Page excerpt:
"""

I don't remember everything about the events leading up to that race, but I have vivid memories of bits and pieces. I remember sitting at my kitchen table Wednesday (before the Saturday race in Omaha), putting my head down on the table, and crying. Why? I felt so overwhelmed. Here I was, a scrawny 120 lb, 15 year old, the "un-athletic kid," from a place with more cattle than people, and I was about to go to Omaha Burke High School to run in front of thousands of spectators. I had ran the 800 twice.

The other memory I have is from the end of the state race. I'm running, the crowd is cheering, and I'm nearing the final turn. I'm running out of energy, and I'm still overwhelmed. I tripped a little on the railing that lined the inside of the track. And I finished second-to-last in my heat, 18th out of 24 overall.

Something happened the next year. As a junior, I came back more confident, and my times started cutting down, with a peak of 2:21 and a 3rd place finish at state. My senior year, I finished second at state in the 800 and was a mile state champion.

"""

Parts of the exercise:
#1 In the track passage, rewrite the paragraph beginning "Something happened the next year" in fewer words, keeping its main facts.
#2 Set down word for word the stretch of the track passage from "I don't remember" through "the 800 twice.".
#3 Write the next part of the track passage, picking up after its final sentence.
The data that follow are not needed for any of the work here.

Excerpted data:
"""

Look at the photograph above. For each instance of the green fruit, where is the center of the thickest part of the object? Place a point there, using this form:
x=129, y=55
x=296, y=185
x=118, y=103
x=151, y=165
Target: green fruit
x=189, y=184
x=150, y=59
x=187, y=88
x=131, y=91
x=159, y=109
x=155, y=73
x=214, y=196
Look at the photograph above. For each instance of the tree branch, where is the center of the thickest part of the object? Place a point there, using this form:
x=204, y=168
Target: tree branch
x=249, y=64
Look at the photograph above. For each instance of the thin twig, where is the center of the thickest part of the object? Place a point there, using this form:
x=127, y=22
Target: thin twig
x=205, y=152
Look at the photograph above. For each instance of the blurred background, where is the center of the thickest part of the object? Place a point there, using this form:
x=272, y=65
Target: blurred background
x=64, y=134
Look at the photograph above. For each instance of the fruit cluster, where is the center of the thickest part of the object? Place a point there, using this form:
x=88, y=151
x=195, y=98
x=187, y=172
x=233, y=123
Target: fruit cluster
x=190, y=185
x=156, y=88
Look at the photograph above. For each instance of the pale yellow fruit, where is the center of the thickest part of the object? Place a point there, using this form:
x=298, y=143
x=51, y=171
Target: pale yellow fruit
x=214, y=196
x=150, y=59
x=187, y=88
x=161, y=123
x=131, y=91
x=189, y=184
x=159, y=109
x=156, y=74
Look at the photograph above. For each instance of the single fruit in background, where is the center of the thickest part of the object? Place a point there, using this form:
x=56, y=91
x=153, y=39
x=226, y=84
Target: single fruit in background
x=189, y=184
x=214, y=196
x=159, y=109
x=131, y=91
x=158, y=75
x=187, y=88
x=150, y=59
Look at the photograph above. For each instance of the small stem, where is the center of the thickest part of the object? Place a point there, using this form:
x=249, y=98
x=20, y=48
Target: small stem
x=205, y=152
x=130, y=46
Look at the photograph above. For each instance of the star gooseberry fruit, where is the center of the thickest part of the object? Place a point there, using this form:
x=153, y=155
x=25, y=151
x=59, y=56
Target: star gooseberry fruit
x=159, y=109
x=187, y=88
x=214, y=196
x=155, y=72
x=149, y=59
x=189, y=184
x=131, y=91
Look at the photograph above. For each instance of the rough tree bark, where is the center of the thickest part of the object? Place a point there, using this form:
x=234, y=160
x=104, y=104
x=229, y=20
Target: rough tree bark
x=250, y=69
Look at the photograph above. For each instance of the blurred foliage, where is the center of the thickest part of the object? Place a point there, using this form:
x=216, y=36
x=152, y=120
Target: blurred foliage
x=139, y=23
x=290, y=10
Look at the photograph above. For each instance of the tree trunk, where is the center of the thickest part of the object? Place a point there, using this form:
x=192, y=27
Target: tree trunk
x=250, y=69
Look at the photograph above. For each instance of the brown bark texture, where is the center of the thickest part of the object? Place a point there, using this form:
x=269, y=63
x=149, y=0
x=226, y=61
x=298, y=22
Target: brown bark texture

"""

The answers:
#1 As a junior the next year, I returned more confident, cut my times to a best of 2:21, and placed 3rd at state. As a senior, I took second at state in the 800 and won the state title in the mile.

#2
I don't remember everything about the events leading up to that race, but I have vivid memories of bits and pieces. I remember sitting at my kitchen table Wednesday (before the Saturday race in Omaha), putting my head down on the table, and crying. Why? I felt so overwhelmed. Here I was, a scrawny 120 lb, 15 year old, the "un-athletic kid," from a place with more cattle than people, and I was about to go to Omaha Burke High School to run in front of thousands of spectators. I had ran the 800 twice.

#3
How does any of this relate to where I am now? Well, I feel like that 10th grader, sitting at my table. I feel overwhelmed. I am about to dive into a world that contains a plethora of talented flutists. "I'm just a girl from rural Nebraska," has often crossed my mind. I have tripped several times already and still don't feel entirely comfortable.

The great thing is that I remember what happened after the discomfort of discovering a talent. Initially, I dealt with success by being afraid. Why? Because that success also meant responsibility. It meant believing that I had the ability to compete with others in a higher tier who were also talented. And the better I got, the better the competition got. I had my share of folding, but I also learned that yes, I was able to adjust and become one of the running crowd, to the point of being a leader on a college team.

As I sit here in Nebraska, anticipating what is ahead, I keep the bigger picture in mind. I know that in flute playing, I will adjust and continue to grow. I will become more comfortable in a community of talent and stop to acknowledge that if I made it this far, I must have some talent, too.

The most important lesson, in retrospect, that I learned from my past experiences with running is that, in the end, none of the results from a statistical standpoint really mattered. What did matter is that I pushed myself to be the best I could be, that I used the potential God gave me, simply because He gave it to me. I seek the same goal in music.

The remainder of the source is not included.